**Dataset records:**
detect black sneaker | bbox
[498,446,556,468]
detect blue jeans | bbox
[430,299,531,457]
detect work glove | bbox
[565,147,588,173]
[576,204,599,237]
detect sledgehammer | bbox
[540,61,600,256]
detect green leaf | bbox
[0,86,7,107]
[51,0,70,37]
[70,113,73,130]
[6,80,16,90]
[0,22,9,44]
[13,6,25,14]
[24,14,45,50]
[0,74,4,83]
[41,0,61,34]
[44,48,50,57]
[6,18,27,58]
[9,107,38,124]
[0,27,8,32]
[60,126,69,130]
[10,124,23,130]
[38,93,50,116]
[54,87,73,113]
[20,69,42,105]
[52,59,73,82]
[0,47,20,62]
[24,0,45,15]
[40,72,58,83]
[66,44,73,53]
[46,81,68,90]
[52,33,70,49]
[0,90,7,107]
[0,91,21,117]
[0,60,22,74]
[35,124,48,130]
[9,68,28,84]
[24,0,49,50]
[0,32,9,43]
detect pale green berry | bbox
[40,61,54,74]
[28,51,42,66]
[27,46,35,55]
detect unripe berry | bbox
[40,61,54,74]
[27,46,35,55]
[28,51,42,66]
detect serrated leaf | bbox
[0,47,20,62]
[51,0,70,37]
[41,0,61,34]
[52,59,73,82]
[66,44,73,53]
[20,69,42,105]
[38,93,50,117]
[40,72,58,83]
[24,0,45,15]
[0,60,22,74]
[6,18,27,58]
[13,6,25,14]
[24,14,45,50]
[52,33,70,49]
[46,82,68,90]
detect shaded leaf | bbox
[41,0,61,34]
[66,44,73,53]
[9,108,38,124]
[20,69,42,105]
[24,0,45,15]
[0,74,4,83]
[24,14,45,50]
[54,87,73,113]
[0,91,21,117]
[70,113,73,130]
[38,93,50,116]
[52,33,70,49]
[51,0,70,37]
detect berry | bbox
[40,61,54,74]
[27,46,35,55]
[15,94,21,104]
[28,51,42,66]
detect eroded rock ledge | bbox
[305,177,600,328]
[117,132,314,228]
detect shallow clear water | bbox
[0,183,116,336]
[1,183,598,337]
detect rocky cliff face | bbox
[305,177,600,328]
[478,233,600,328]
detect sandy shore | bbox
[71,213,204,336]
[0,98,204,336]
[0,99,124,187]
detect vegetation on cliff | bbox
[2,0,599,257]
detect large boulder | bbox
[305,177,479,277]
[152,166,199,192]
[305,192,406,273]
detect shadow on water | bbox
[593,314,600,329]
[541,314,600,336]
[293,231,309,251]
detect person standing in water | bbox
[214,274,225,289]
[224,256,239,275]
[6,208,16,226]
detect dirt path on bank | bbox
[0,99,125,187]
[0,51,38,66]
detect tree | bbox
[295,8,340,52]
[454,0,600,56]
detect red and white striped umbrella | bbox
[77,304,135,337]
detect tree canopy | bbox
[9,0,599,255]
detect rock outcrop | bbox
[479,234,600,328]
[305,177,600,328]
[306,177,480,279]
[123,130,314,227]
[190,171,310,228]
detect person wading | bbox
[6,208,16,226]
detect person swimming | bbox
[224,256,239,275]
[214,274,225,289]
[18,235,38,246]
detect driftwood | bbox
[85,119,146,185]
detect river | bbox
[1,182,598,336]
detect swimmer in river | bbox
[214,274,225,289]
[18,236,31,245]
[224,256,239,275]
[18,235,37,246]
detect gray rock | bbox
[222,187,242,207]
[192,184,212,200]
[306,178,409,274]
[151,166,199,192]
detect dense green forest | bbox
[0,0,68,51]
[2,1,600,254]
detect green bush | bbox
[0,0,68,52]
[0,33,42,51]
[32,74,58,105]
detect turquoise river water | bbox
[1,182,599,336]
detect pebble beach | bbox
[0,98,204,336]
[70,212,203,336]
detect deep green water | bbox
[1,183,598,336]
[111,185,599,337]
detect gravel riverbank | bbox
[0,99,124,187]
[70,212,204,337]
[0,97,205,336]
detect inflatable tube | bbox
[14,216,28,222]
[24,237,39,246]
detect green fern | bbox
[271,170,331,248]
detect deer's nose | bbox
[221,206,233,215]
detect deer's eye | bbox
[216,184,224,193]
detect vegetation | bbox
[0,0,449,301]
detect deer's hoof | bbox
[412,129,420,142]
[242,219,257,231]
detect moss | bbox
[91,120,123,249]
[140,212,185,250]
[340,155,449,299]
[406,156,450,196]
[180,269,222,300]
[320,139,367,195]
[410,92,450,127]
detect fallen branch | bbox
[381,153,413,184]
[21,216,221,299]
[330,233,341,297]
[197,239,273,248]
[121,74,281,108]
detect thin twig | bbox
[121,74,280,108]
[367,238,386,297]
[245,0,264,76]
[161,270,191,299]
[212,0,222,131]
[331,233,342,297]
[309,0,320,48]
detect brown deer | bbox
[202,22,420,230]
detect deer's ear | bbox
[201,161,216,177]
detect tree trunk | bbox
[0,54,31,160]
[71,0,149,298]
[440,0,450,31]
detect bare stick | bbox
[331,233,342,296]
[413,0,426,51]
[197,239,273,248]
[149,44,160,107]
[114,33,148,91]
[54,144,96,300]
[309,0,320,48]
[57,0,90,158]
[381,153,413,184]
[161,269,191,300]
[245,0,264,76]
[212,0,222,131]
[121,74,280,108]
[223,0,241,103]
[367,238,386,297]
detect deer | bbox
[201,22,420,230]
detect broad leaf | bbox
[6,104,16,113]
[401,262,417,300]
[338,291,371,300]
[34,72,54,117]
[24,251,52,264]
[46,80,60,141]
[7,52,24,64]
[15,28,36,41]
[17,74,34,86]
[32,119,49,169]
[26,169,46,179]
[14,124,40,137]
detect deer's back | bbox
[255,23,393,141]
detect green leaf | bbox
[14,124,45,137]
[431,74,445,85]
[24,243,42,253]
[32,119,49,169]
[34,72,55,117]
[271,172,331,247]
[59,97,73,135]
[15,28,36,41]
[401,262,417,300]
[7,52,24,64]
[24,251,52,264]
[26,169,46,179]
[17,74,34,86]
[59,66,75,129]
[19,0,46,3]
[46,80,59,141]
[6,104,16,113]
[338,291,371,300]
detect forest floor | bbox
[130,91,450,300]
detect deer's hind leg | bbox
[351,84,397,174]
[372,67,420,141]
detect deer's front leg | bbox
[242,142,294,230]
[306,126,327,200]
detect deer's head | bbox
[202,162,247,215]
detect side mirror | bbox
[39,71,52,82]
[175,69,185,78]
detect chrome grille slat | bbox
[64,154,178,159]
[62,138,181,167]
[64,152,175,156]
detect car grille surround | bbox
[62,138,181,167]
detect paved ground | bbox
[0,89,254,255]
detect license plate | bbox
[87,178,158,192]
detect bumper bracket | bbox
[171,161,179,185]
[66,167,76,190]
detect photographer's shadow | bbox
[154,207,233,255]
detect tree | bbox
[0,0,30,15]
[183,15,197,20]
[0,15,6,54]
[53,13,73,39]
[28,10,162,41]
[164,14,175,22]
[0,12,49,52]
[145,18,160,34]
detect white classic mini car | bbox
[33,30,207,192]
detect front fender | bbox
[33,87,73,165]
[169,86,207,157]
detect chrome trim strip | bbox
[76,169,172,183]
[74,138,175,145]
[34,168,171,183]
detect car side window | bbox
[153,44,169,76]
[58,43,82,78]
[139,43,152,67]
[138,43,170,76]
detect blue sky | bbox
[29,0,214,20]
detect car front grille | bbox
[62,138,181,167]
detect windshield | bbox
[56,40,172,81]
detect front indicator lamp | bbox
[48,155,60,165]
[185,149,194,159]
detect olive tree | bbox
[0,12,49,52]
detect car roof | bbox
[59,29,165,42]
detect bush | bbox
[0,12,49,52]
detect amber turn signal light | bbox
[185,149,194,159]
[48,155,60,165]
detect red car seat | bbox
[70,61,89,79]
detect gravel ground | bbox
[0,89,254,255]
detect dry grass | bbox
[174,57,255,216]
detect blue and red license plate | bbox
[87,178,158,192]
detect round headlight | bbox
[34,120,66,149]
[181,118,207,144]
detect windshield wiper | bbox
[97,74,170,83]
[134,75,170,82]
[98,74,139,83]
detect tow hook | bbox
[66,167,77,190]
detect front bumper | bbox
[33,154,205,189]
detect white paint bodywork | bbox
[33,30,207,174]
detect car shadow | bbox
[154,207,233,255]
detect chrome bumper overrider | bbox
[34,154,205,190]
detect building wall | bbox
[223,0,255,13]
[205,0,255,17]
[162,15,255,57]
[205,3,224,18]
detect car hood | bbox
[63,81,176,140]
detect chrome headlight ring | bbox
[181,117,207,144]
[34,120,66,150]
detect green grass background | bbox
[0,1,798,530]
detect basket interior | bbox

**Task objective:** Restate word for word each line of the data from the one with "detect chrome grille slat | bbox" to the last, keeping both ends.

**Final answer:**
detect chrome grille slat | bbox
[64,154,178,159]
[62,138,181,167]
[64,152,175,156]
detect car grille surround | bbox
[62,138,181,167]
detect paved ground | bbox
[0,89,254,255]
detect license plate | bbox
[87,178,158,192]
detect bumper bracket | bbox
[171,161,179,185]
[66,167,76,190]
detect photographer's shadow | bbox
[154,207,233,255]
detect tree | bbox
[0,0,30,15]
[183,15,197,20]
[0,15,6,54]
[53,13,73,39]
[28,10,162,41]
[164,14,175,22]
[0,12,49,52]
[145,18,160,34]
detect white classic mini car | bbox
[33,30,207,192]
detect front fender | bbox
[33,87,73,165]
[169,86,207,157]
detect chrome trim strip | bbox
[76,169,172,183]
[74,138,175,145]
[34,168,171,183]
detect car side window | bbox
[153,44,169,76]
[58,43,82,78]
[139,43,152,67]
[138,43,170,76]
detect blue sky | bbox
[29,0,214,20]
detect car front grille | bbox
[62,138,181,167]
detect windshield | bbox
[56,40,172,81]
detect front indicator lamp | bbox
[48,155,60,165]
[185,149,194,159]
detect olive tree | bbox
[0,12,49,52]
detect car roof | bbox
[59,29,165,42]
detect bush | bbox
[0,12,49,52]
detect amber turn signal light | bbox
[185,149,194,159]
[48,155,60,165]
detect red car seat | bbox
[70,61,89,79]
detect gravel ground | bbox
[0,89,254,255]
detect dry grass | bbox
[174,57,255,216]
detect blue and red license plate | bbox
[87,178,158,192]
detect round headlight | bbox
[34,120,66,149]
[181,118,207,144]
detect windshield wiper | bbox
[97,74,170,83]
[134,75,170,82]
[98,74,139,83]
detect tow hook | bbox
[66,167,77,190]
detect front bumper | bbox
[33,154,205,189]
detect white paint bodywork | bbox
[33,30,207,174]
detect car shadow | bbox
[154,207,233,255]
detect chrome bumper overrider | bbox
[34,154,205,190]
detect building wall | bbox
[223,0,255,13]
[205,0,255,17]
[162,15,255,57]
[205,3,224,18]
detect car hood | bbox
[63,81,176,140]
detect chrome headlight ring | bbox
[181,117,207,144]
[34,120,66,150]
detect green grass background | bbox
[0,1,798,530]
detect basket interior | bbox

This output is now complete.